EXERCISE DIRECTIONS:
Repeat exactly, and nothing more, the lines from the one that includes "Request query: forehead" through the final line of the entries; skip the pictures.

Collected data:

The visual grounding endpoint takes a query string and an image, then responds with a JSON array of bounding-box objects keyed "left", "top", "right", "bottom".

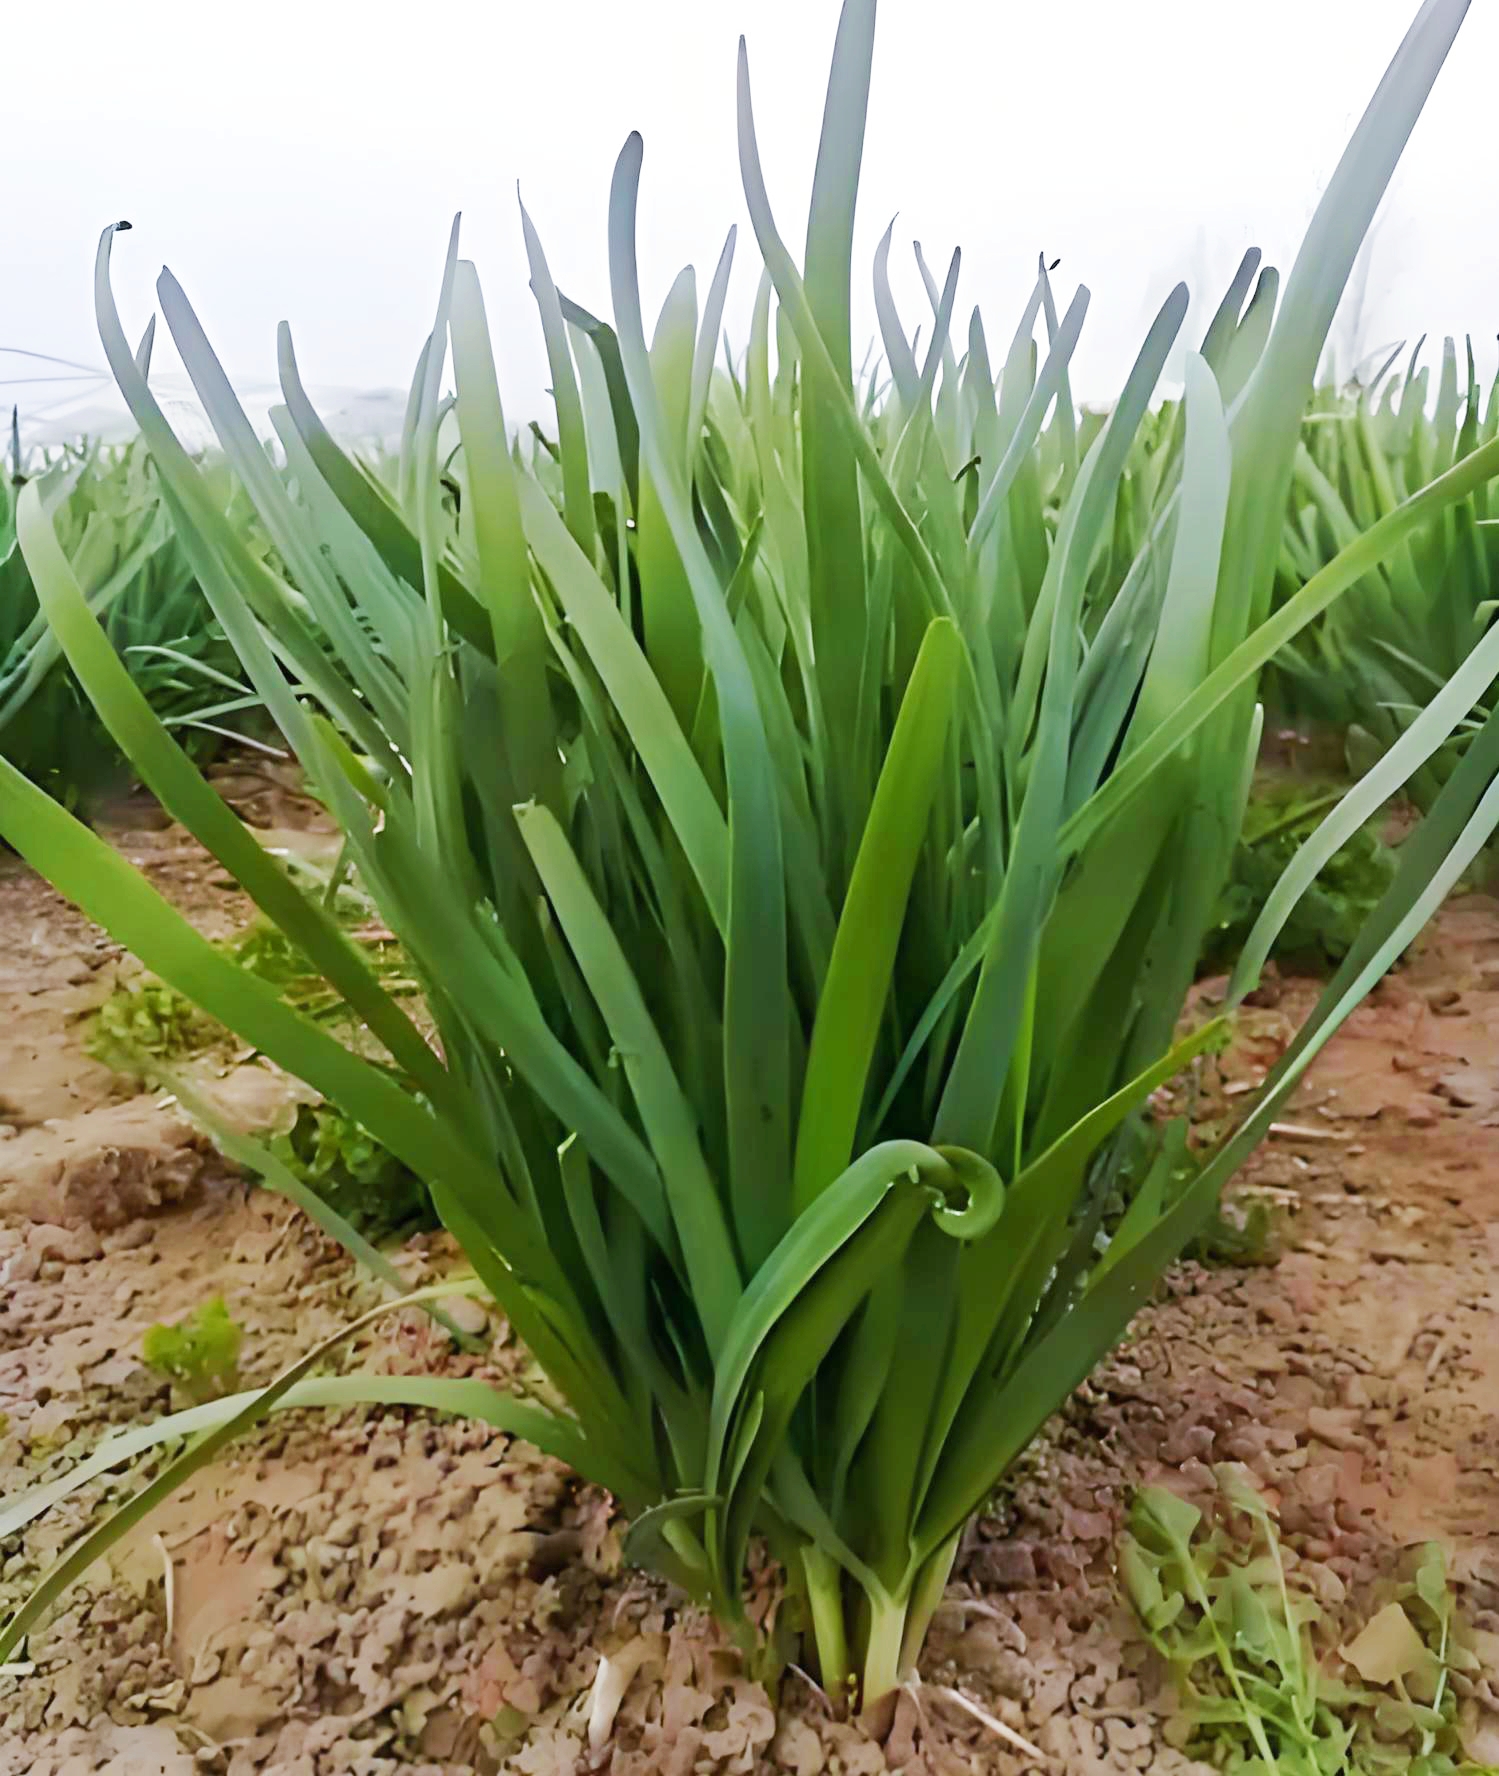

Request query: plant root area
[{"left": 2, "top": 776, "right": 1498, "bottom": 1775}]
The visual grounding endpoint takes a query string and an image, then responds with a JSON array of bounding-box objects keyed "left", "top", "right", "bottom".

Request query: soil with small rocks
[{"left": 2, "top": 762, "right": 1498, "bottom": 1774}]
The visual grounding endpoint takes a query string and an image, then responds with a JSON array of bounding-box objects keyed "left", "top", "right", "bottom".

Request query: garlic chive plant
[
  {"left": 2, "top": 0, "right": 1495, "bottom": 1715},
  {"left": 1275, "top": 340, "right": 1499, "bottom": 806},
  {"left": 0, "top": 435, "right": 264, "bottom": 809}
]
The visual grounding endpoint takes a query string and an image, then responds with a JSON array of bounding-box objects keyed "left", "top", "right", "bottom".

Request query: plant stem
[
  {"left": 898, "top": 1530, "right": 960, "bottom": 1679},
  {"left": 801, "top": 1546, "right": 851, "bottom": 1708},
  {"left": 860, "top": 1587, "right": 909, "bottom": 1709},
  {"left": 1246, "top": 786, "right": 1345, "bottom": 848},
  {"left": 661, "top": 1517, "right": 709, "bottom": 1584}
]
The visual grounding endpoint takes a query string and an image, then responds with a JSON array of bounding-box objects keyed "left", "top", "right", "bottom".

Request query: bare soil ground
[{"left": 2, "top": 772, "right": 1498, "bottom": 1774}]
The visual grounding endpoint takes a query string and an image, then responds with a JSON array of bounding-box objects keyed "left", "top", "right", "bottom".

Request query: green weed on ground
[
  {"left": 90, "top": 916, "right": 435, "bottom": 1238},
  {"left": 141, "top": 1296, "right": 244, "bottom": 1406},
  {"left": 1204, "top": 776, "right": 1400, "bottom": 976},
  {"left": 1123, "top": 1466, "right": 1497, "bottom": 1774}
]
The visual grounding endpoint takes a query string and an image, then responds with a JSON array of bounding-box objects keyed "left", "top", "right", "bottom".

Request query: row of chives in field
[
  {"left": 0, "top": 429, "right": 270, "bottom": 809},
  {"left": 9, "top": 330, "right": 1497, "bottom": 834},
  {"left": 3, "top": 0, "right": 1499, "bottom": 1716},
  {"left": 1274, "top": 337, "right": 1499, "bottom": 799}
]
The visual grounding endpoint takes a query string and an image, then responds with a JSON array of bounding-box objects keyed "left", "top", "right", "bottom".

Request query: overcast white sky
[{"left": 6, "top": 0, "right": 1497, "bottom": 441}]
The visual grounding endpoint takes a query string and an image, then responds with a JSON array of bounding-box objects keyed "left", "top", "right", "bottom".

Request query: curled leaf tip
[
  {"left": 114, "top": 219, "right": 132, "bottom": 232},
  {"left": 929, "top": 1148, "right": 1006, "bottom": 1240}
]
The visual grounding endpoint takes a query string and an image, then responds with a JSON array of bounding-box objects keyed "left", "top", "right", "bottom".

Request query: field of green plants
[{"left": 4, "top": 1, "right": 1499, "bottom": 1771}]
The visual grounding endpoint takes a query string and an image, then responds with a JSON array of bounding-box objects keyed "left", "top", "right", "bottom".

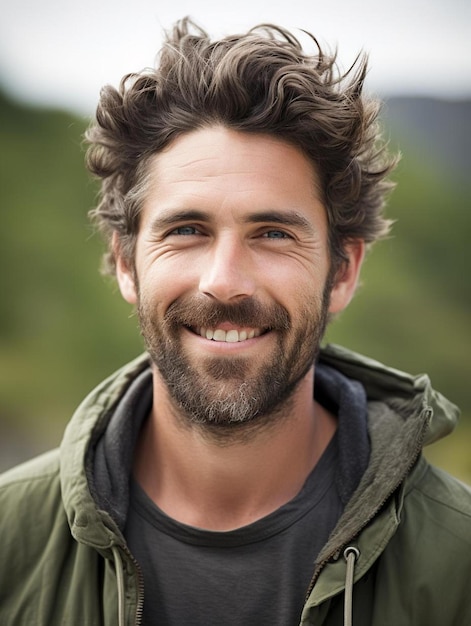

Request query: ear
[
  {"left": 113, "top": 232, "right": 138, "bottom": 304},
  {"left": 328, "top": 240, "right": 365, "bottom": 314}
]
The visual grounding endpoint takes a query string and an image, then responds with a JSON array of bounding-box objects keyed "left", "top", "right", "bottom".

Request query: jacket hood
[
  {"left": 59, "top": 345, "right": 460, "bottom": 552},
  {"left": 310, "top": 343, "right": 460, "bottom": 591},
  {"left": 60, "top": 353, "right": 151, "bottom": 550},
  {"left": 320, "top": 344, "right": 459, "bottom": 446}
]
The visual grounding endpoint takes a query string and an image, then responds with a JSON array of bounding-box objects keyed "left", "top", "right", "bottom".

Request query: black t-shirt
[{"left": 125, "top": 435, "right": 342, "bottom": 626}]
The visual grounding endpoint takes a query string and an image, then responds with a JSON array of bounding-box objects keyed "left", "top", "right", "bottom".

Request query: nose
[{"left": 198, "top": 235, "right": 257, "bottom": 302}]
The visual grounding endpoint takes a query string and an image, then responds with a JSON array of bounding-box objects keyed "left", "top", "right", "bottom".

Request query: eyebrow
[
  {"left": 245, "top": 210, "right": 315, "bottom": 234},
  {"left": 149, "top": 210, "right": 209, "bottom": 232},
  {"left": 148, "top": 208, "right": 315, "bottom": 235}
]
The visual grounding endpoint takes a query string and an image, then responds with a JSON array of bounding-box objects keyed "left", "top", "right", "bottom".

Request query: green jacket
[{"left": 1, "top": 345, "right": 470, "bottom": 626}]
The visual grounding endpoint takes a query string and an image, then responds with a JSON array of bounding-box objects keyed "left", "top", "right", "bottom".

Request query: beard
[{"left": 136, "top": 277, "right": 333, "bottom": 436}]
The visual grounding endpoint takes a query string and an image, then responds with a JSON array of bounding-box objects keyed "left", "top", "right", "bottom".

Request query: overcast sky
[{"left": 0, "top": 0, "right": 470, "bottom": 115}]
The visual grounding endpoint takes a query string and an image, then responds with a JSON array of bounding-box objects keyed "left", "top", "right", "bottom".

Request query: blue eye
[
  {"left": 263, "top": 230, "right": 289, "bottom": 239},
  {"left": 171, "top": 226, "right": 199, "bottom": 236}
]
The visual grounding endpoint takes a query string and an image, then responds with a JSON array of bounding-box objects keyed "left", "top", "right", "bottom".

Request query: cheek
[
  {"left": 138, "top": 257, "right": 198, "bottom": 308},
  {"left": 265, "top": 271, "right": 328, "bottom": 325},
  {"left": 267, "top": 258, "right": 329, "bottom": 297}
]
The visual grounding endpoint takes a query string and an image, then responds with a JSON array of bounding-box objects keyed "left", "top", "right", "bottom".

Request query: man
[{"left": 1, "top": 17, "right": 470, "bottom": 626}]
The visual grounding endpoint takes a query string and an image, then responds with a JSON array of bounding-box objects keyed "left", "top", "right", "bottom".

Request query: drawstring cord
[
  {"left": 343, "top": 546, "right": 360, "bottom": 626},
  {"left": 112, "top": 546, "right": 126, "bottom": 626}
]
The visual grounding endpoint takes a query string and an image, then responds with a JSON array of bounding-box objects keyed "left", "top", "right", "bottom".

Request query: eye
[
  {"left": 262, "top": 229, "right": 291, "bottom": 239},
  {"left": 169, "top": 225, "right": 200, "bottom": 236}
]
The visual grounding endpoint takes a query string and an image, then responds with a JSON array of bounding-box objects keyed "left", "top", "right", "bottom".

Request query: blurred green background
[{"left": 0, "top": 89, "right": 470, "bottom": 481}]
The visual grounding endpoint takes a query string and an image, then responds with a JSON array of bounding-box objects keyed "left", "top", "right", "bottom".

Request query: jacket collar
[{"left": 59, "top": 345, "right": 459, "bottom": 550}]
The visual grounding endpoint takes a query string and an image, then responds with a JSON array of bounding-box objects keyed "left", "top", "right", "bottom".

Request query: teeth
[
  {"left": 197, "top": 327, "right": 262, "bottom": 343},
  {"left": 213, "top": 329, "right": 226, "bottom": 341},
  {"left": 226, "top": 330, "right": 239, "bottom": 343}
]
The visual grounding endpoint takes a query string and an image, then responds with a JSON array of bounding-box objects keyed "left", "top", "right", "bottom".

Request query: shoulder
[
  {"left": 0, "top": 449, "right": 66, "bottom": 541},
  {"left": 0, "top": 448, "right": 60, "bottom": 494},
  {"left": 393, "top": 457, "right": 471, "bottom": 566},
  {"left": 369, "top": 460, "right": 471, "bottom": 623},
  {"left": 0, "top": 451, "right": 104, "bottom": 623},
  {"left": 405, "top": 458, "right": 471, "bottom": 534}
]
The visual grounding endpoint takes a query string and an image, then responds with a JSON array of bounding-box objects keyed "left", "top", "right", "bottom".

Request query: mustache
[{"left": 164, "top": 296, "right": 291, "bottom": 331}]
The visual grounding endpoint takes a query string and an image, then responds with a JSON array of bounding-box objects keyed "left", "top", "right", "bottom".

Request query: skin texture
[{"left": 115, "top": 126, "right": 364, "bottom": 530}]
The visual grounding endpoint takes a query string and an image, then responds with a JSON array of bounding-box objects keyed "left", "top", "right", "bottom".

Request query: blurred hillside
[{"left": 1, "top": 89, "right": 470, "bottom": 480}]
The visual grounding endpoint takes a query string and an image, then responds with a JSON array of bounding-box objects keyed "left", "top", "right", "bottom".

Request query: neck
[{"left": 133, "top": 365, "right": 337, "bottom": 531}]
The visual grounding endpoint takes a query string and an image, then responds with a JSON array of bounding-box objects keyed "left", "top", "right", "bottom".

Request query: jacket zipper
[
  {"left": 112, "top": 542, "right": 145, "bottom": 626},
  {"left": 135, "top": 568, "right": 145, "bottom": 626},
  {"left": 304, "top": 406, "right": 432, "bottom": 601},
  {"left": 129, "top": 548, "right": 145, "bottom": 626}
]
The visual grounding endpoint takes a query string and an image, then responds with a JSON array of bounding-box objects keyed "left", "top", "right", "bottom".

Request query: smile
[{"left": 195, "top": 327, "right": 263, "bottom": 343}]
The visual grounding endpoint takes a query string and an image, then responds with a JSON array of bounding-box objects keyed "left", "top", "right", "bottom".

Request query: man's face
[{"left": 116, "top": 126, "right": 361, "bottom": 430}]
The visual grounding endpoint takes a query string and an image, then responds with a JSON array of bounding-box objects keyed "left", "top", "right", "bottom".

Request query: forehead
[
  {"left": 140, "top": 126, "right": 326, "bottom": 228},
  {"left": 150, "top": 126, "right": 320, "bottom": 188}
]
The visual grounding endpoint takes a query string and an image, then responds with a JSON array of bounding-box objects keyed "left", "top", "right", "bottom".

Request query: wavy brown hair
[{"left": 86, "top": 17, "right": 397, "bottom": 274}]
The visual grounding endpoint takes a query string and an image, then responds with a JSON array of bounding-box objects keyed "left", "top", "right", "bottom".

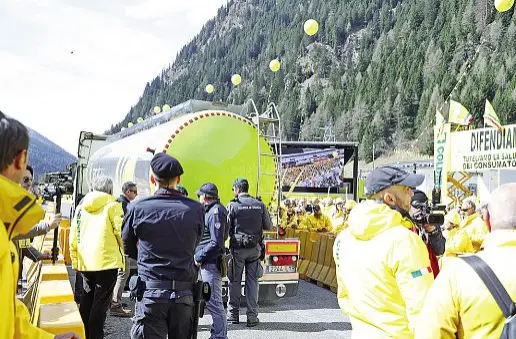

YOUR SOLUTION:
Request query: forehead
[
  {"left": 140, "top": 126, "right": 326, "bottom": 228},
  {"left": 150, "top": 126, "right": 320, "bottom": 188}
]
The visual grounding endpoint takes a query string and an image, then responds with a JSON array of bounding-box objects keyed "left", "top", "right", "bottom".

Request query: wavy brown hair
[{"left": 86, "top": 17, "right": 397, "bottom": 274}]
The visual grounding endpoint takes a query string and an image, then responds with a JSON array of bounding-box objects keyed "left", "top", "right", "bottom".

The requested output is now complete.